_Petunjuk Soal_:
Tuliskan ulang tanpa perubahan sedikit pun bagian teks tentang humor dalam dakwah di bawah ini, dari "Karena itu, pendakwah" sampai "dalam pesan dakwah.".

Satu fenomena dalam dunia dakwah ialah adanya humor di antara pesan yang disampaikan oleh pendakwah. Humor dalam dakwah, entah itu yang disiarkan di media elektronik seperti televisi, radio, Youtube maupun tabligh yang berhadapan langsung dengan jamaah dalam bentuk pengajian majelis taklim atau peringatan hari-hari besar Islam, layak diapresiasi.
Bahkan, humor dalam dakwah menempati posisi yang penting. Materi dakwah yang semula sulit dicerna menjadi mudah dipahami. Selain dapat mencairkan suasana, humor juga bisa digunakan sebagai sarana edukasi jamaah atau sebagai alat kritik terhadap ketimpangan yang terjadi di masyarakat dengan tanpa kehilangan karakter dasarnya yang halus dan tidak provokatif.
Humor dalam artikel yang sederhana ini diartikan sebagai sesuatu yang menyebabkan perasaan pendengarnya merasa tergelitik sehingga terdorong untuk tertawa. Humor dalam dakwah hanyalah strategi untuk menyedot perhatian dari orang-orang yang didakwahi.
Karena itu, pendakwah senyatanya memiliki keterampilan secara teknis dan dituntut semakin kreatif dalam menyampaikan dakwah demi mengikuti perkembangan zaman dan kebutuhan umat. Tentu, upaya kreatif tersebut disesuaikan dengan kebutuhan sasaran dakwah dan dikreasikan sedemikian rupa dalam melancarkan beberapa humor segar dalam pesan dakwah.
Penggunaan humor dalam dakwah senyantanya sekadar untuk membuat suasana jamaah menjadi ceria dan bersemangat menyimak pesan-pesan dakwah. Humor dalam ceramah ibarat bumbu dalam masakan.
Tidak bijak kiranya bila pendakwah terlalu berlebihan dalam penyampaian humor sehingga yang diingat hanya humornya. Jangan sampai penggunaan humor menjadikan pesan utama dakwah tertutup dan mengesankan pendakwahnya seperti pelawak.
Dengan kata lain, tersebab humor hanya diperuntukkan menggairahkan semangat jamaah, ada baiknya humor yang disampaikan dikemas secara halus, tidak terlalu banyak guyon, atau jangan sampai keluar dari koridor etika dakwah. Toh, humor dibutuhkan hanya sebatas selingan di antara pesan-pesan ajaran agama sebagai inti materi dakwah.

_Data yang Ditampilkan_:
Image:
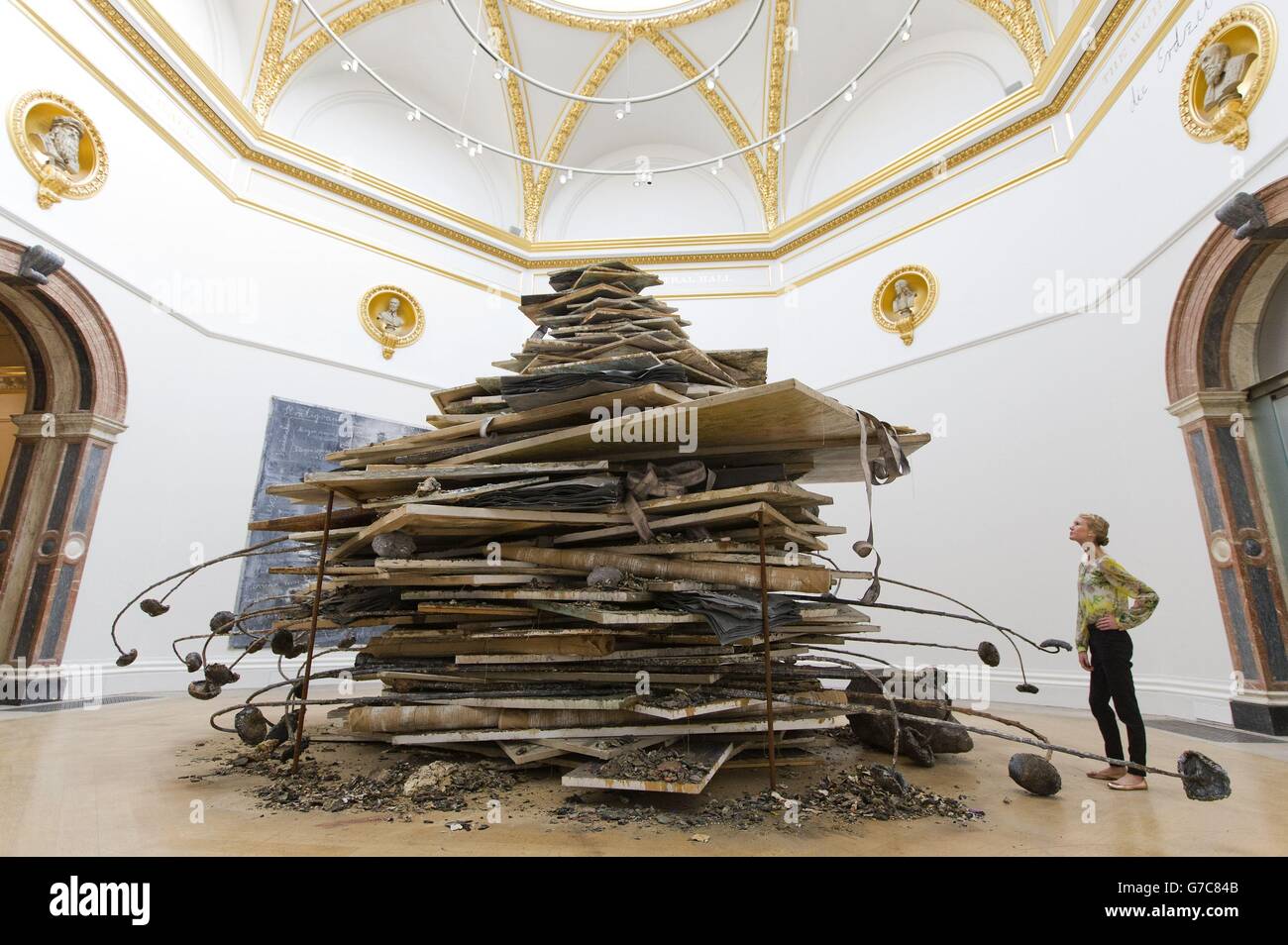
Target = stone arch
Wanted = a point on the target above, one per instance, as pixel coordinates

_Penyelesaian Soal_:
Karena itu, pendakwah senyatanya memiliki keterampilan secara teknis dan dituntut semakin kreatif dalam menyampaikan dakwah demi mengikuti perkembangan zaman dan kebutuhan umat. Tentu, upaya kreatif tersebut disesuaikan dengan kebutuhan sasaran dakwah dan dikreasikan sedemikian rupa dalam melancarkan beberapa humor segar dalam pesan dakwah.